---------- EXCERPTED TEXT ----------

UK: In Parliament – Parliament of Rogues
During the long-running and rather unpleasant public policy debate on Fixed Odds Betting Terminals, the Campaign for Fairer Gambling ran a regular ‘Pants on Fire’ feature as part of its highly effective (and ultimately successful) advocacy programme. Given this week’s shenanigans in the House of Lords, we are strongly considering its resurrection.
On Tuesday, Lord Foster of Bath asked whether or not the Government had plans to introduce stake limits for online gambling. This is a perfectly reasonable question (and one which the DCMS review of the Gambling Act explicitly seeks to address) but not one that the assembled and conscious peers seemed particularly interested in debating.
First, in admonishing the Government for “complacency” in seeking to address the question of stake limits through a formal review, Lord Foster (who presumably prefers his legislation on the hoof) claimed that the recent Lloyds Bank-Oxford University study of gambling expenditures showed “an increased likelihood of suicide” among those who gamble more than they can afford. The paper (potentially a ‘pants on fire’ candidate itself as we politely pointed out last week) of course provides no such finding.
Next up was Lord Empey of the Ulster Unionist Party who told the House that gambling companies knew “exactly who was watching TV at three in the morning” – a remarkable claim of industry omniscience offered without anything in the way of substantiation or evidence. The noble Lord proceeded to call for a punitive “special tax” to be levied on licensed operators to atone for such voyeuristic “abuses”.
The Conservative Lord Smith of Hindhead called for National Lottery online instants to be capped at a level below £10 a game – only to be told by Baroness Barran that this was already the case (stake size has been restricted to £5 since the summer of last year).

---------- DATASET CONTENT ----------

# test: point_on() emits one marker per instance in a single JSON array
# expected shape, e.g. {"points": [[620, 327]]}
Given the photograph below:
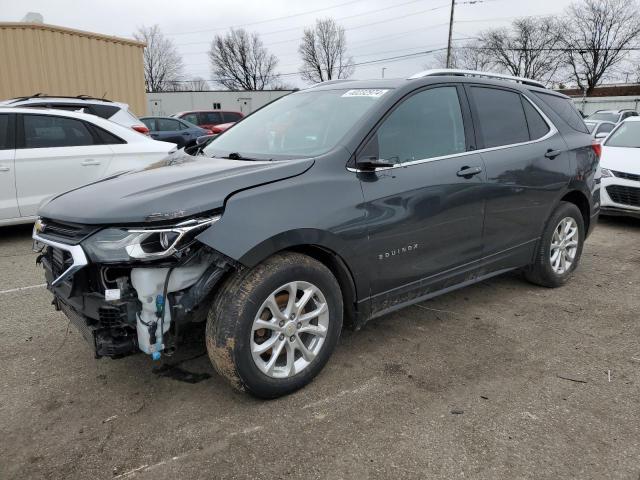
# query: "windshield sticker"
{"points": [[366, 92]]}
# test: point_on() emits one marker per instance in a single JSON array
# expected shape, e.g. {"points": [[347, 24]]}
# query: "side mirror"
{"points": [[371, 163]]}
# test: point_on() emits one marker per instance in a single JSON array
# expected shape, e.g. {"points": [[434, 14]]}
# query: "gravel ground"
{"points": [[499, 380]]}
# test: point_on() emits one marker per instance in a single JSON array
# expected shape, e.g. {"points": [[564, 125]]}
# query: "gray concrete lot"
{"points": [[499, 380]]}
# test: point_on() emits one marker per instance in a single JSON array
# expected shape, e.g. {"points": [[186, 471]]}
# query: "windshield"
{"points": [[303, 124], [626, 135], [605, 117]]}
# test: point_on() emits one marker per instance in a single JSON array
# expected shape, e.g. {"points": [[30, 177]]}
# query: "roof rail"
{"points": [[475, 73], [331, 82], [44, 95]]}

----------
---------- DATASET CONTENT ----------

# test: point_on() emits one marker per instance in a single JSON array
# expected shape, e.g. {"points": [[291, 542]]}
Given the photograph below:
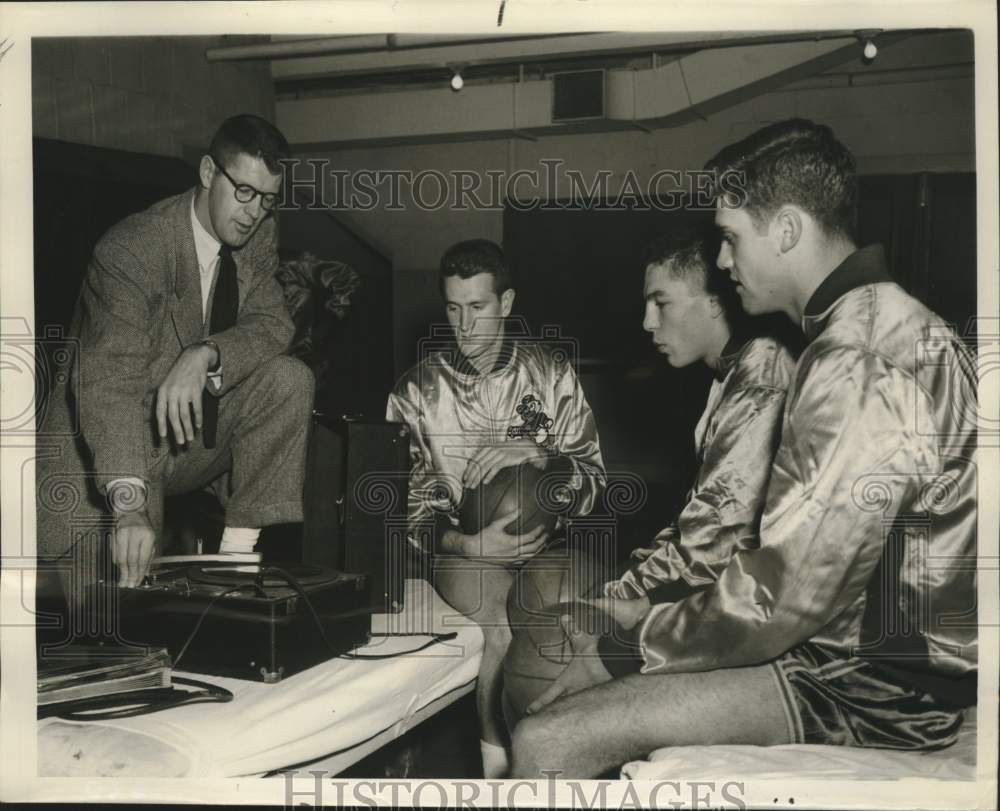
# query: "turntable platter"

----------

WORK INSTRUCTIONS:
1. Translate this sentence from the Parliament of Rogues text into Spanish: "Given this week's shenanigans in the House of Lords, we are strongly considering its resurrection."
2. According to the Parliament of Rogues text, what has the stake size for National Lottery online instants been restricted to since the summer of last year?
3. Carry on the Parliament of Rogues text about the House of Lords gambling debate, starting after its last sentence.

ANSWERS TO THE EXERCISE:
1. Dados los tejemanejes de esta semana en la Cámara de los Lores, estamos considerando seriamente su resurrección.

2. £5 a game.

3.
Baroness Armstrong of Hilltop expressed concern about the “increasing number of women who are gambling” – an activity which she stated “had a huge impact on their lives and the lives of their families or children”. According to official prevalence surveys, the estimated rate of gambling participation amongst women fell from 71% in 2010 to 51% in 2018 – or from 53% to 37% if National Lottery draws are excluded (both all-time lows since prevalence surveys began). The rate of PGSI ‘moderate risk’ or ‘problem’ gambling amongst women also declined over that period – from 1.0% in 2010 to 0.4% in 2018 (0.3% ‘moderate risk’; 0.1% ‘problem).
In amongst all this tosh there were more considered questions from the cross-bencher, Lord Berkeley of Knighton (who asked whether the increase in ‘responsible gambling’ adverts betokened an earnest effort on behalf of licensees to reduce harm); the Liberal Democrat, Baroness Bakewell of Hardington Mandeville (whether black market risk is a valid impediment to legislative or regulatory reform); and Labour’s Lord Sikka (calling for pre-release safety testing for gambling products).
Rather than the Gambling Act review sharpening minds, there is evidence that the standard of parliamentary debate is in fact deteriorating (notwithstanding the admirable efforts of the far better informed Baroness Barran to inject a little integrity into proceedings).
It is perhaps not surprising that some of those who have spent large parts of their lives within the ‘Westminster Bubble’ have evolved a rather unusual relationship with factual accuracy. Some years ago, the brilliantly effective campaigner, Matt Zarb-Cousin called for those who misled Parliament in debates on gambling to face criminal action. While this is not something that we support, the sentiment is easy to understand. Parliamentarians should remember that their activities are funded by the taxpayer and – particularly during these straitened times – the taxpayer deserves much, much better.